═══ Texte cité

Parfois Messali Hadj apparaissait dans sa belle américaine, une cadillac décapotable. C'était un personnage d'allure noble. Lui et sa voiture provoquaient la curiosité et l'admiration de tous. Les "petits arabes" s'agglutinaient autour de sa voiture. Messali Hadj était, je crois, le chef du MNA (Mouvement Nationaliste Algérien), une organisation bien plus modérée que le FLN, et adepte de la négociation.

══════

# Consignes
1) D'après le texte cité, que signifie le sigle MNA ?
2) Recopiez fidèlement le passage du texte cité qui va de « Parfois Messali Hadj » jusqu'à « de la négociation. » inclus.

═══ Données fournies

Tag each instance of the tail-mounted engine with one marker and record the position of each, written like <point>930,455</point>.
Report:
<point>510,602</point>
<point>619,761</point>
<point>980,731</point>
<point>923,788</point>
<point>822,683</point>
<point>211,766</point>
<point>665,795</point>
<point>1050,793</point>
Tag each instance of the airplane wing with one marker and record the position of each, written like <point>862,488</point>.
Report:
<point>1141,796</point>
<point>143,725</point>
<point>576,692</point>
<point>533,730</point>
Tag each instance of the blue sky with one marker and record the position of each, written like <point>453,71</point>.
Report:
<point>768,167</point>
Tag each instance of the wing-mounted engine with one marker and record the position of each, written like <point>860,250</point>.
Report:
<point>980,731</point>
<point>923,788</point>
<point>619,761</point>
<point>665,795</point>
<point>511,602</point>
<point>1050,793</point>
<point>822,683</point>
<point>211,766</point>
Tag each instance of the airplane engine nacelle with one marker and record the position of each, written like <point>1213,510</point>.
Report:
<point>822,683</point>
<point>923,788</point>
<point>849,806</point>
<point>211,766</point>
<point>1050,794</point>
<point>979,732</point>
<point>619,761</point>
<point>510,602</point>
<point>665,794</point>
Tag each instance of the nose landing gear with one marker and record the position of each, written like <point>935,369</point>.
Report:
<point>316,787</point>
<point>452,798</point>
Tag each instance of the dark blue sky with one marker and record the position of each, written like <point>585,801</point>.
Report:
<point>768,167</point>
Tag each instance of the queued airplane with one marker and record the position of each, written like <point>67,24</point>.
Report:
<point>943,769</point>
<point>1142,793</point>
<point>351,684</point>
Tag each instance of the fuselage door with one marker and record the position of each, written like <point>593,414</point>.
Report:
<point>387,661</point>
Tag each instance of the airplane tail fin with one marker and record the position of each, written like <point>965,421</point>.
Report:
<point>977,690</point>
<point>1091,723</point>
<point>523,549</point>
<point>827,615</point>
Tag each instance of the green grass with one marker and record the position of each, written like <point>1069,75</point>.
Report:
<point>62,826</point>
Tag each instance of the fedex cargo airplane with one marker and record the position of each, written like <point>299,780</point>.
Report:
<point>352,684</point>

══════
═══ Données fournies

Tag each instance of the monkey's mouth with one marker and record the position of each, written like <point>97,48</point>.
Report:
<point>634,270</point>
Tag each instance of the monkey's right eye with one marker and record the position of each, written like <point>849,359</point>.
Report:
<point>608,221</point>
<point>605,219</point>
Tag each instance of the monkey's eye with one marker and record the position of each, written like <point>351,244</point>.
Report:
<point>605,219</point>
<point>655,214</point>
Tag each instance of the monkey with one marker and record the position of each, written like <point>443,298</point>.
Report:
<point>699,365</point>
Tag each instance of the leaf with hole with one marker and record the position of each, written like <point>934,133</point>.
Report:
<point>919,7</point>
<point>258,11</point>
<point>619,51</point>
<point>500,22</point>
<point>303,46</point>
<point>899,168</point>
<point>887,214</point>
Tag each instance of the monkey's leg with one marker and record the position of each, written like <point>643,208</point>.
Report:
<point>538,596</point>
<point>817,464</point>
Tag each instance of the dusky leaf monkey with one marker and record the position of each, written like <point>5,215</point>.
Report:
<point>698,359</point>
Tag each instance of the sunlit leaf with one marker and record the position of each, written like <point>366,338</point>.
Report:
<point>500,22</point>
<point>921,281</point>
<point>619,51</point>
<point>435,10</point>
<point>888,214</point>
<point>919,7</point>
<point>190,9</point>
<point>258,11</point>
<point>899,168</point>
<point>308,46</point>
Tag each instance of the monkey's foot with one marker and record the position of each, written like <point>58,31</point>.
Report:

══════

# Corrigé des exercices
1) Mouvement Nationaliste Algérien.

2)
Parfois Messali Hadj apparaissait dans sa belle américaine, une cadillac décapotable. C'était un personnage d'allure noble. Lui et sa voiture provoquaient la curiosité et l'admiration de tous. Les "petits arabes" s'agglutinaient autour de sa voiture. Messali Hadj était, je crois, le chef du MNA (Mouvement Nationaliste Algérien), une organisation bien plus modérée que le FLN, et adepte de la négociation.